EXERCISE OBJECTIVE: Write out the lines from the line containing "Outline every instance of the camera" through the final line of the listing below, exactly, omitting every other line.

===== RECORD EXTRACTS =====

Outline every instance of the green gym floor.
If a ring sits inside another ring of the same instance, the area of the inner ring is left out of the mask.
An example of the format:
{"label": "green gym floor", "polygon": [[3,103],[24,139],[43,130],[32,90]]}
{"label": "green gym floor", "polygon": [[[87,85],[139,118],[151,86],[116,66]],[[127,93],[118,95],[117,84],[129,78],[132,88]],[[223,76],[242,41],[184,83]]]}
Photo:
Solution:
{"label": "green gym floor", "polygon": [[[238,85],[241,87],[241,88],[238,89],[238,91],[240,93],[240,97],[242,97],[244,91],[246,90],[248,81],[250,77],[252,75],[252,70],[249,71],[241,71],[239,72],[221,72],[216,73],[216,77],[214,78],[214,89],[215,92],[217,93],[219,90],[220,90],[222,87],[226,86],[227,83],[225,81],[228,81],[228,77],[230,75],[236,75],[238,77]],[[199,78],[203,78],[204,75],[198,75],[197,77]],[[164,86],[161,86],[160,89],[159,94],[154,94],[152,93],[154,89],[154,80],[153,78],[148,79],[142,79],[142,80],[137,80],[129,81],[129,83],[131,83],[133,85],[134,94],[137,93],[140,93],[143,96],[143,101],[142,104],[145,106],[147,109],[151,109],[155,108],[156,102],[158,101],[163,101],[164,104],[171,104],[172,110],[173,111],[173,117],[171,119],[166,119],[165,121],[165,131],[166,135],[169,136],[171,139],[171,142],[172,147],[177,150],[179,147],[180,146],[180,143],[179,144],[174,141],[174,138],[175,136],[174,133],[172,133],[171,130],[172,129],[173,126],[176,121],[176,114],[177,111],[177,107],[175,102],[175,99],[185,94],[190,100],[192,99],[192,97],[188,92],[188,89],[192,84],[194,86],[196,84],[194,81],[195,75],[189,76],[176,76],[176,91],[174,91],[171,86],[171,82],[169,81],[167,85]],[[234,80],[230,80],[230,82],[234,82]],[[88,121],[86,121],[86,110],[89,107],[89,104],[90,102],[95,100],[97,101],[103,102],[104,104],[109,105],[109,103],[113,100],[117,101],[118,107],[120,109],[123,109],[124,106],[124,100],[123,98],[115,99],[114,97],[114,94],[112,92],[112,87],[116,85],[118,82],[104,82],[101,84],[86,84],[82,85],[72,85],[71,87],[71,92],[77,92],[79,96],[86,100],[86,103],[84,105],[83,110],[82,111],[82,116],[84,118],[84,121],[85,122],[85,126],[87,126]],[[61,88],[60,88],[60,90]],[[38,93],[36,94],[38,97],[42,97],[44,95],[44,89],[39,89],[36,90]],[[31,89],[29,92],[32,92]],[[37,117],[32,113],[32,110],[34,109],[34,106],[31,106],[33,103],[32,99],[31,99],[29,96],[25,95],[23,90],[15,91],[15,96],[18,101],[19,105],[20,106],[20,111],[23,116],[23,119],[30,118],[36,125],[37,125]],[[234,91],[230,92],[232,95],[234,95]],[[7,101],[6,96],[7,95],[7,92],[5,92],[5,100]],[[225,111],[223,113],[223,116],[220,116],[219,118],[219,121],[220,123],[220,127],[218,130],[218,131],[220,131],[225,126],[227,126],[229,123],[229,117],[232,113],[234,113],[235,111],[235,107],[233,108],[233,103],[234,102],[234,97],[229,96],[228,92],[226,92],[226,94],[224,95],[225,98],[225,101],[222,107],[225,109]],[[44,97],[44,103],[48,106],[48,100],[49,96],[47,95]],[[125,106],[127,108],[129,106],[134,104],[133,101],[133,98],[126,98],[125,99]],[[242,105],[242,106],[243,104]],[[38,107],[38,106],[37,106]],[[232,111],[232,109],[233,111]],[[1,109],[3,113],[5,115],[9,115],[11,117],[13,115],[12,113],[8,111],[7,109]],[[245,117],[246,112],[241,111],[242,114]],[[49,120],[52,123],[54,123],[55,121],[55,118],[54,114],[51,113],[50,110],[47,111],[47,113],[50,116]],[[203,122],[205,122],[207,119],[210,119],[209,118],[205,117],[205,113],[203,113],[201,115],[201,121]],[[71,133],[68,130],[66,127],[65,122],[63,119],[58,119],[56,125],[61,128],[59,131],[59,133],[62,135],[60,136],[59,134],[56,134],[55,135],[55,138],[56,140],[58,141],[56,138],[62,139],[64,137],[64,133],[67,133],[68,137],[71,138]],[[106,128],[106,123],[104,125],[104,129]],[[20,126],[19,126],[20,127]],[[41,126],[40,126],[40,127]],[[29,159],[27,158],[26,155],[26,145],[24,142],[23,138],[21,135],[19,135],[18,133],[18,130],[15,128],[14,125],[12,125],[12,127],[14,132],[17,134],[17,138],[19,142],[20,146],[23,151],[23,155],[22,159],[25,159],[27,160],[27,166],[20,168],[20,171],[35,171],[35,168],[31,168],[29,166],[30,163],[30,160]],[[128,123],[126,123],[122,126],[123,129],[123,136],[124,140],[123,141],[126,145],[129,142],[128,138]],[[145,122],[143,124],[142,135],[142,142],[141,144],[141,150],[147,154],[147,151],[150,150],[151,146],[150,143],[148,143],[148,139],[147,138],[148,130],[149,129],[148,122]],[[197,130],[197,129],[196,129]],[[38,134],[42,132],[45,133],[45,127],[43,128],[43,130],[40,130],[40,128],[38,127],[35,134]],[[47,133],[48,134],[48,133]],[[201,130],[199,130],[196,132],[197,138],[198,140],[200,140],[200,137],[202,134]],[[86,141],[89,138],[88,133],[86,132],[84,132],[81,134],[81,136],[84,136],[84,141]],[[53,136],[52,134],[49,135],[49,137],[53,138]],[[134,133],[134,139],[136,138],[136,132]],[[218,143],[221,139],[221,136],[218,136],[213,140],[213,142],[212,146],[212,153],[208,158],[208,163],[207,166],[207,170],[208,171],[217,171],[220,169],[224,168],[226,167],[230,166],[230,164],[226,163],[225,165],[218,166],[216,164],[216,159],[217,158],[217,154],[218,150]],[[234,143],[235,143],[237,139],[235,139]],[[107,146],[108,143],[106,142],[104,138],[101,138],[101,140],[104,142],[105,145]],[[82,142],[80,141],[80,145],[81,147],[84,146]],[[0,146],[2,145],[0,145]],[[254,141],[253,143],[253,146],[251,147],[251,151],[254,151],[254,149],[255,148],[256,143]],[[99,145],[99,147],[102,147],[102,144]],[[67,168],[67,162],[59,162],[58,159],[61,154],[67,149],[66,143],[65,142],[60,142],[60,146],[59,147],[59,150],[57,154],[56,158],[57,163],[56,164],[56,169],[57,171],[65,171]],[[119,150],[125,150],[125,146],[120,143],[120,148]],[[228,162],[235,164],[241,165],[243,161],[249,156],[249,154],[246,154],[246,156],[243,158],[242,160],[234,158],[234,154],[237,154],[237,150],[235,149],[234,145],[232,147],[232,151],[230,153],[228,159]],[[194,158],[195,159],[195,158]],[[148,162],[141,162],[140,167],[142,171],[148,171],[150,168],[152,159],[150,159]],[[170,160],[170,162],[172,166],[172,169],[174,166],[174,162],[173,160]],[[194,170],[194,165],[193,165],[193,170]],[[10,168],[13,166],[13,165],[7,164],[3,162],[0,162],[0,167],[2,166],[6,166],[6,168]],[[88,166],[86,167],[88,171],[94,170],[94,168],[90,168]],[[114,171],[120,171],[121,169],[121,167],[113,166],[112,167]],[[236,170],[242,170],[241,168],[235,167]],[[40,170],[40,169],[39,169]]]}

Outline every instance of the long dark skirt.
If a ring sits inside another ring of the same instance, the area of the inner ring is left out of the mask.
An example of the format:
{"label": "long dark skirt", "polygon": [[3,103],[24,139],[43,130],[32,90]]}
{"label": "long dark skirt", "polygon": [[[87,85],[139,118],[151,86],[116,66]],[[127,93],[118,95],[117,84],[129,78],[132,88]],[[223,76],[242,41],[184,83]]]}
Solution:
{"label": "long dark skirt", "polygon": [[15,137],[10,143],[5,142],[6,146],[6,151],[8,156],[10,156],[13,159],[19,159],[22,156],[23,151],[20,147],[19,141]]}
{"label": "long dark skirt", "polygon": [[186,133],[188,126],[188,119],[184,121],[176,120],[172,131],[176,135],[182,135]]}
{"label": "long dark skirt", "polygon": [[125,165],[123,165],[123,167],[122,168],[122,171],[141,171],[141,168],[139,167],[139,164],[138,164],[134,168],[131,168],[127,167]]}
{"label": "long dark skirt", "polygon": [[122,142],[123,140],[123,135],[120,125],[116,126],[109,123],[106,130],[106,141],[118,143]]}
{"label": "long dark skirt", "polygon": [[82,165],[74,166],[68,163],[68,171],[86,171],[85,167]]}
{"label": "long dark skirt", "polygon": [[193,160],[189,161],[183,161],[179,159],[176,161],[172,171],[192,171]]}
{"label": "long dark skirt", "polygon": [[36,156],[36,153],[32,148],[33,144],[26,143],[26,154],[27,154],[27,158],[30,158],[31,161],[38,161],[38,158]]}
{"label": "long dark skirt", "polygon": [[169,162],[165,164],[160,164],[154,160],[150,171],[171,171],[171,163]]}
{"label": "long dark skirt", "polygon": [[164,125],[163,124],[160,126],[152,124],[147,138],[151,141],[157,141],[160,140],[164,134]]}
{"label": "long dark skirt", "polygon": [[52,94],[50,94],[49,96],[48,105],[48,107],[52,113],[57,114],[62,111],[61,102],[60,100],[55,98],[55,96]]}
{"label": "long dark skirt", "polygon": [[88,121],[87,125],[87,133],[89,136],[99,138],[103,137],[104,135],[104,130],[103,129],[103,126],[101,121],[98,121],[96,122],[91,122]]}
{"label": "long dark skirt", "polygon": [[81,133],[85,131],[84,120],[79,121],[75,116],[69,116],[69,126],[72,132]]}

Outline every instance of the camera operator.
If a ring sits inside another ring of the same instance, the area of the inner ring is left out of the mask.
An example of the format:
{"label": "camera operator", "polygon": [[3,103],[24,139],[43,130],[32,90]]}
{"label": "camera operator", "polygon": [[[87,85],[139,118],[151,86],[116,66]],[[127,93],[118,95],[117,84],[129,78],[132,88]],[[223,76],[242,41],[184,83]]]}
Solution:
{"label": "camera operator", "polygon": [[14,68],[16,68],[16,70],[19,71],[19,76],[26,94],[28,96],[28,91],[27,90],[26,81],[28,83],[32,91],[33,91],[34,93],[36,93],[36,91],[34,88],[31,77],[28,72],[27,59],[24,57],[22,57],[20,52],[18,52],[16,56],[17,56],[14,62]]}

=====

SOLUTION BELOW:
Outline every instance of the camera operator.
If a ring sits inside another ring of the same instance, the area of the inner ring is left out of the mask.
An example of the format:
{"label": "camera operator", "polygon": [[3,103],[24,139],[43,130],[32,90]]}
{"label": "camera operator", "polygon": [[[87,85],[139,118],[151,86],[116,66]],[[127,93],[118,95],[117,84],[129,78],[132,88]],[[223,76],[242,41],[184,83]]]}
Solution:
{"label": "camera operator", "polygon": [[14,68],[16,68],[16,70],[19,71],[19,76],[26,94],[28,96],[28,91],[27,90],[26,81],[28,83],[32,91],[33,91],[34,93],[36,93],[36,91],[34,88],[31,77],[28,72],[27,59],[24,57],[22,57],[20,52],[18,52],[16,56],[17,56],[14,62]]}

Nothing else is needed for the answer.